__Source document__:
☆ ☆ ☆ ☆ ☆ ☆ ☆

Hunger and poverty are issues of social justice; it is deeply unjust that simply because a child is born in a poor village in Sub-Saharan Africa or a city slum in South-East Asia, that he/she is at greater risk of malnutrition, hunger-related illness and starvation, than a child born in the lap of middle class prosperity. Hunger could be ended tomorrow but complacency allows it to continue, because it doesn’t affect the privileged, the comfortable, and on the whole takes place elsewhere. It is a consequence (on of many) of a particular approach to life, not lack of food, and of systemic structures designed in response to this construct.  

This approach is a narrow ideological view based on competition, the commodification of all aspects of contemporary society, and the focus on individual achievement over group well-being. Selfishness and social division have been fostered and, in spite of routine acts of community kindness, a ‘dog eat dog’ mentality has taken root. To the extent that, as a global community, we let children die or suffer from various levels of malnutrition simply because their family or community are poor, their country, often culturally rich and diverse, economically undeveloped.

Crisis of values

As the West emerges from the Season of Overindulgence and Waste, and Covid-19 continues to impact public health and national economies, the divisions in our world are more visible than ever; the privileged versus the marginalized; the supported versus the neglected; the hungry versus the satisfied; the rich versus the poor or economically anxious.

While hundreds of thousands lost their jobs in 2020 and were forced to turn to governments and charities for support, the number of billionaires in the world increased to 2,189, and their overall wealth surged, Forbes record, “by more than $2 trillion…to reach an all-time high of $10.2 trillion.” In China alone the country’s super-wealthy earned a record US$1.5 trillion – more than the past five years combined. Such increases are the inevitable consequence of a socio-economic system designed to concentrate wealth, and thus power, in the hands of a few.

☆ ☆ ☆ ☆ ☆ ☆ ☆

__To do__:
Extend the essay on hunger, poverty and social justice, picking up after its last sentence. The entries that come after this text have no connection to it.

☆ ☆ ☆ ☆ ☆ ☆ ☆

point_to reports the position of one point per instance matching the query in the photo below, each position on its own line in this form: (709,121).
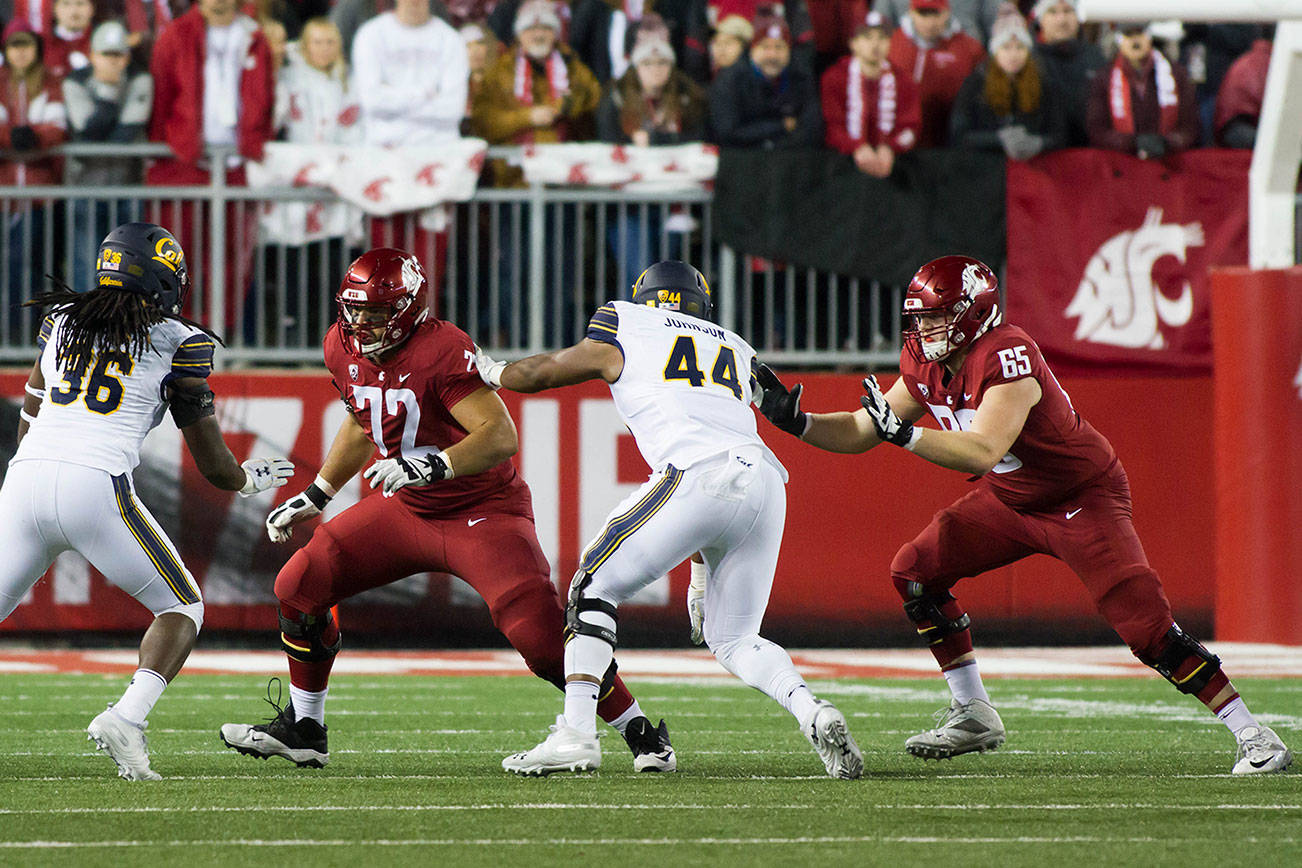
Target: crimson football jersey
(404,405)
(1057,450)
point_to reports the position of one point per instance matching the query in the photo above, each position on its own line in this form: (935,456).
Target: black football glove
(780,406)
(891,427)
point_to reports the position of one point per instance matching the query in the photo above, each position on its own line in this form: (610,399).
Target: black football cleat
(650,746)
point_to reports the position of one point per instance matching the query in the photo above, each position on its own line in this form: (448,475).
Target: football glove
(490,368)
(399,473)
(304,505)
(780,406)
(891,427)
(697,603)
(262,474)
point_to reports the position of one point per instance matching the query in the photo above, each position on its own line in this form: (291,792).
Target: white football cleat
(564,750)
(1260,751)
(830,735)
(961,729)
(124,742)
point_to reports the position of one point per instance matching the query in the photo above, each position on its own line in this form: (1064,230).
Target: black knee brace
(576,626)
(302,637)
(1180,652)
(926,610)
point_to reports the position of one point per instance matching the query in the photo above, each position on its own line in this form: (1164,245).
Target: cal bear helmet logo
(168,253)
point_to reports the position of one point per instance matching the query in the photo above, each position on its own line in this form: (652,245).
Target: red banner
(1108,255)
(846,517)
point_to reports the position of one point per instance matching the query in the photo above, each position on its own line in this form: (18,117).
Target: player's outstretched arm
(192,410)
(35,389)
(586,361)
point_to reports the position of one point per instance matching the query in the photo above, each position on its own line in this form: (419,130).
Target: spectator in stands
(870,107)
(974,17)
(1069,60)
(538,91)
(31,120)
(410,74)
(729,43)
(212,87)
(930,44)
(1238,107)
(1008,104)
(107,102)
(767,100)
(68,40)
(1145,104)
(652,103)
(350,14)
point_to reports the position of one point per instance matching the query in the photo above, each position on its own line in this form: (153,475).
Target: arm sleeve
(604,325)
(193,357)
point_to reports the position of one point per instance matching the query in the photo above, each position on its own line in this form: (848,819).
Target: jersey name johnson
(685,388)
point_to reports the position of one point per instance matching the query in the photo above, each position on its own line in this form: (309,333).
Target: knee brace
(192,610)
(302,639)
(578,604)
(923,609)
(1184,661)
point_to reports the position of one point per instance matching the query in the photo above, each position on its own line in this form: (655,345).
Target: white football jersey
(686,384)
(98,417)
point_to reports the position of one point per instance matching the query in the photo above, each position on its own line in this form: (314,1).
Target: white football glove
(304,505)
(697,603)
(490,368)
(262,474)
(399,473)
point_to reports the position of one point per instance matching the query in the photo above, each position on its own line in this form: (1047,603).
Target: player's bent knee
(310,638)
(192,610)
(587,614)
(1184,661)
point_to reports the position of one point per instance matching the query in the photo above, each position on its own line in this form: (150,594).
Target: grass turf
(1095,772)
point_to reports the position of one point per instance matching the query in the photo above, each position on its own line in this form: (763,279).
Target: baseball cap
(110,38)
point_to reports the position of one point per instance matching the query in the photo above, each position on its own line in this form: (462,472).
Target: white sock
(965,683)
(138,699)
(309,703)
(632,713)
(1236,716)
(581,705)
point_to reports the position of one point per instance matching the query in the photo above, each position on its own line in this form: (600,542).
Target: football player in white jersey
(682,385)
(115,359)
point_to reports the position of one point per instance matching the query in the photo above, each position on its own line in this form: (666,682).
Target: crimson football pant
(1091,532)
(379,540)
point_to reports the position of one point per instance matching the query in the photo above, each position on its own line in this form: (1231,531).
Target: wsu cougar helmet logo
(1117,302)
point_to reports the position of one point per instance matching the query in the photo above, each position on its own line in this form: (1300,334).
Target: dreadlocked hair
(104,320)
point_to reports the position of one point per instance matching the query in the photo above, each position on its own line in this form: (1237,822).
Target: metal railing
(518,268)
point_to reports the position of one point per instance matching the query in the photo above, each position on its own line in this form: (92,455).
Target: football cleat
(830,735)
(960,729)
(650,746)
(125,745)
(302,741)
(1260,751)
(564,750)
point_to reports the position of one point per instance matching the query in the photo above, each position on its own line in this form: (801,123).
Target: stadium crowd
(870,81)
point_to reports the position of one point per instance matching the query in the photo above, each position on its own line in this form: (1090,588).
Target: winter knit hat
(537,13)
(1008,25)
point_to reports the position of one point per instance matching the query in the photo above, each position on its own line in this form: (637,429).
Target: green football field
(1121,772)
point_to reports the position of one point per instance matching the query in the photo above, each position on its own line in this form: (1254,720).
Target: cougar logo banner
(1117,302)
(1109,257)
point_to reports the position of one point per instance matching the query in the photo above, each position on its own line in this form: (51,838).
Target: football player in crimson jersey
(1051,484)
(452,501)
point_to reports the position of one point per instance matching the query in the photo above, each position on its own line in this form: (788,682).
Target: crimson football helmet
(380,301)
(961,289)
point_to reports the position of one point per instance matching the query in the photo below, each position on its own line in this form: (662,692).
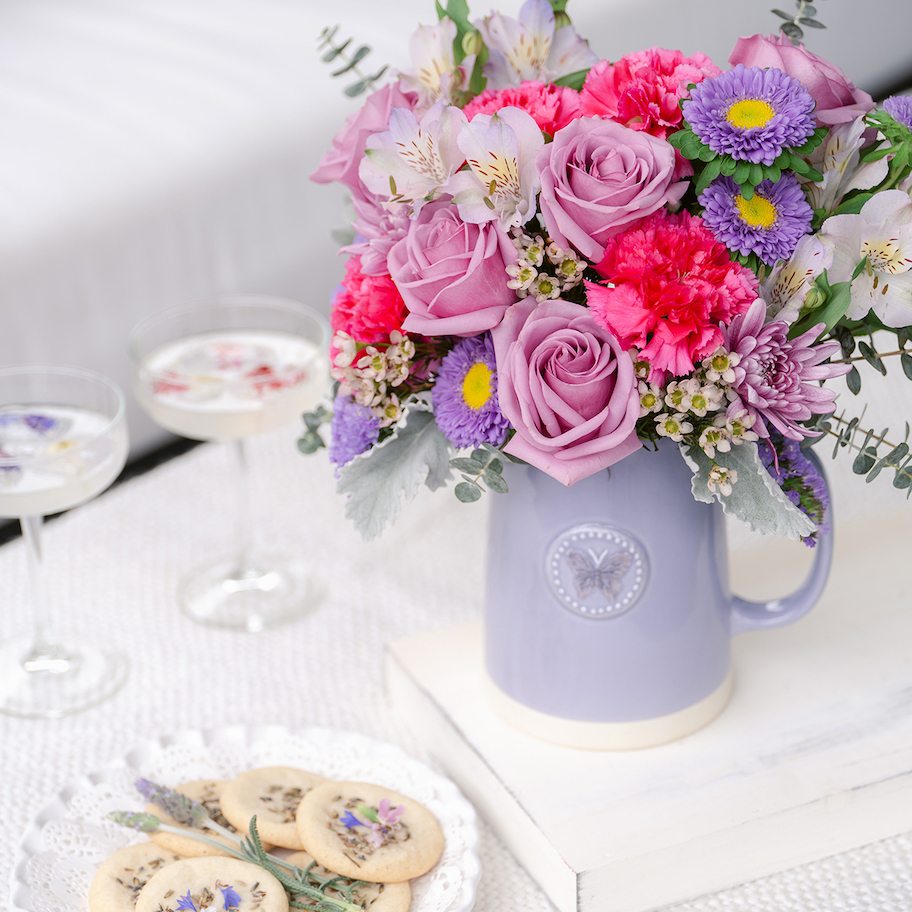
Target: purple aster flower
(777,378)
(354,429)
(899,107)
(465,395)
(770,224)
(750,113)
(799,479)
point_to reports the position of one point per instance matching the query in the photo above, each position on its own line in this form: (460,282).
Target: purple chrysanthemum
(465,395)
(770,224)
(751,114)
(776,377)
(899,107)
(354,429)
(800,481)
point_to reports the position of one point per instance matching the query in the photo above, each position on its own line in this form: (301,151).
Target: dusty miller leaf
(755,499)
(377,480)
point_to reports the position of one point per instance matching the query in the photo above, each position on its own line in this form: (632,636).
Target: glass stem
(44,655)
(244,533)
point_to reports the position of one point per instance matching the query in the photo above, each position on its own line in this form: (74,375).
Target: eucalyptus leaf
(468,492)
(463,464)
(864,461)
(755,499)
(853,381)
(495,482)
(872,357)
(377,480)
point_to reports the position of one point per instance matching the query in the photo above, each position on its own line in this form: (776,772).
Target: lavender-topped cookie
(368,832)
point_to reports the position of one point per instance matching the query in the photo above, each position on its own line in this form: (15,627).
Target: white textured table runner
(116,562)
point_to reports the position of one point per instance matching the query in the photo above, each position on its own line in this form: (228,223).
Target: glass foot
(52,682)
(266,593)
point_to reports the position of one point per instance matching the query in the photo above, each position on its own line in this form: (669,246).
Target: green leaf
(378,479)
(840,297)
(741,172)
(905,359)
(468,492)
(310,442)
(495,482)
(357,57)
(755,498)
(331,55)
(903,477)
(872,357)
(471,466)
(853,381)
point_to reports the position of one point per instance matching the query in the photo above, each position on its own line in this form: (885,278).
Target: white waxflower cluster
(543,271)
(698,402)
(370,373)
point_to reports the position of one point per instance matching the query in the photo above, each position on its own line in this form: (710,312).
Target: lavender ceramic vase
(608,608)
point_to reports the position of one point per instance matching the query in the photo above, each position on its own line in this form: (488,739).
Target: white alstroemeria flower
(838,159)
(435,76)
(531,47)
(786,288)
(500,150)
(881,232)
(413,161)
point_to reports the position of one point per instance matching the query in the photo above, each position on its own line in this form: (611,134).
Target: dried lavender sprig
(149,823)
(293,878)
(180,807)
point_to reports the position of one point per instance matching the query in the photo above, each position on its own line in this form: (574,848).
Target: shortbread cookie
(273,794)
(368,832)
(212,885)
(207,793)
(121,876)
(370,896)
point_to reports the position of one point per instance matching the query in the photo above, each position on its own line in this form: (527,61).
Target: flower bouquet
(561,260)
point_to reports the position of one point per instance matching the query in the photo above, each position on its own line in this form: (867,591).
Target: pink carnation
(643,90)
(551,107)
(367,307)
(674,285)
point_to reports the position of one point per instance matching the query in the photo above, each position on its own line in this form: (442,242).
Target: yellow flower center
(757,211)
(750,112)
(476,385)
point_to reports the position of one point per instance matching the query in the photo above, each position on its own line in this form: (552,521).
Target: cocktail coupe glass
(225,371)
(63,440)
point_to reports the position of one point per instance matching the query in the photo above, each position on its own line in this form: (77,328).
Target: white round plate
(62,847)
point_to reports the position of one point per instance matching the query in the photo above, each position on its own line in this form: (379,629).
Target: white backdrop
(157,151)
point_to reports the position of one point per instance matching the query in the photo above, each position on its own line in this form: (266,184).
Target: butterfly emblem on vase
(602,572)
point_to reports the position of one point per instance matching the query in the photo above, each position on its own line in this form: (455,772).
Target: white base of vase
(609,735)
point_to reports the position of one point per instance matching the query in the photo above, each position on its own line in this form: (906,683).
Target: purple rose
(341,162)
(838,101)
(598,178)
(567,387)
(452,274)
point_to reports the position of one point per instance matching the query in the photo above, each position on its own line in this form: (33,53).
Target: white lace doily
(61,849)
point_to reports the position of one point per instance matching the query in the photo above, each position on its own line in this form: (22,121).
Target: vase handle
(747,615)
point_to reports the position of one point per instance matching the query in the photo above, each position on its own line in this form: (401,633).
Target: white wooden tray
(812,757)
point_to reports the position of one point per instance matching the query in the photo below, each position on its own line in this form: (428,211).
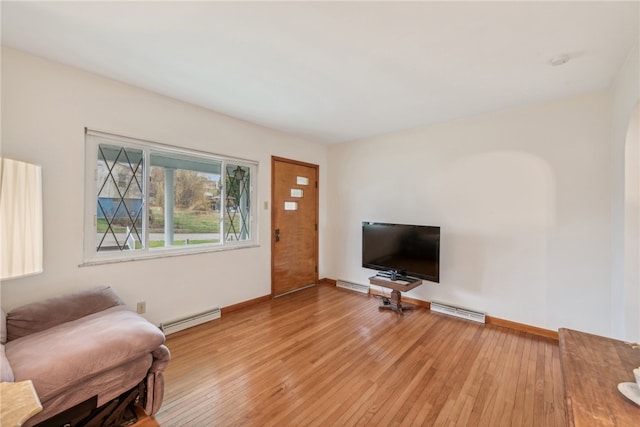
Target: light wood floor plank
(328,357)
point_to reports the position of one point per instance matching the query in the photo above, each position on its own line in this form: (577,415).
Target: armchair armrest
(6,373)
(38,316)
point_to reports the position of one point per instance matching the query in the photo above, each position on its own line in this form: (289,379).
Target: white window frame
(94,138)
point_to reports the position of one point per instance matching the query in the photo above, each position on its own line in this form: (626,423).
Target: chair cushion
(41,315)
(63,356)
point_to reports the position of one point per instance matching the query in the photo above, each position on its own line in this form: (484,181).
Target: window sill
(166,253)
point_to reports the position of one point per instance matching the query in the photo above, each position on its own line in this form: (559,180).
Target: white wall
(522,197)
(625,198)
(45,108)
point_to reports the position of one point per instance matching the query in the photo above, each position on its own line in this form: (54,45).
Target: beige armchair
(84,352)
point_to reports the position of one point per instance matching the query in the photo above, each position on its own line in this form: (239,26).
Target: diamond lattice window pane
(237,206)
(120,203)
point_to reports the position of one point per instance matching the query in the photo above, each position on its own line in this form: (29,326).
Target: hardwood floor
(328,357)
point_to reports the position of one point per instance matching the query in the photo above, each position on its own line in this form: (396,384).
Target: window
(146,199)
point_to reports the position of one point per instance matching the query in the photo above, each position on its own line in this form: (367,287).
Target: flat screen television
(410,251)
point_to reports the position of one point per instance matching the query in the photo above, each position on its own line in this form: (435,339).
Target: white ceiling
(336,71)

☆ ☆ ☆ ☆ ☆ ☆ ☆

__Written answer__:
It is totally unjust and immoral and has fostered a set of destructive divisive ideals that allows hunger, poverty and the environmental emergency to exist. At the core of the interconnected crises facing humanity is a crisis of values, which can cogently be described as a spiritual crisis. As a consequence of the reductive values of the time, ‘value’ has been equated to gain: Monetary worth/profit, status and influence. Someone or something capable of generating income or return that is higher than another is prized. Business strategies and decisions are chiefly dictated by profit,  the ultimate value and principle factor in determining action. Countries (like Australia, Canada, the UK) have adopted immigration policies based on the ‘skillsets’ or human values they require. Refugees/asylum seekers are valued (and earn points) or not, depending upon their ability to add worth to the overall national economy. Those with no such attributes (not enough points) are deemed to be of no value to society and are rejected, relegated to the shadowy peripheries of society.

This valuation of human beings as economic commodities or assets is utterly abhorrent and is a contributory reason why hunger still stalks the land, the notion that some people are more worthy, are of more value that others, that some can be left to starve or become ill due to lack of nutrition while others cannot.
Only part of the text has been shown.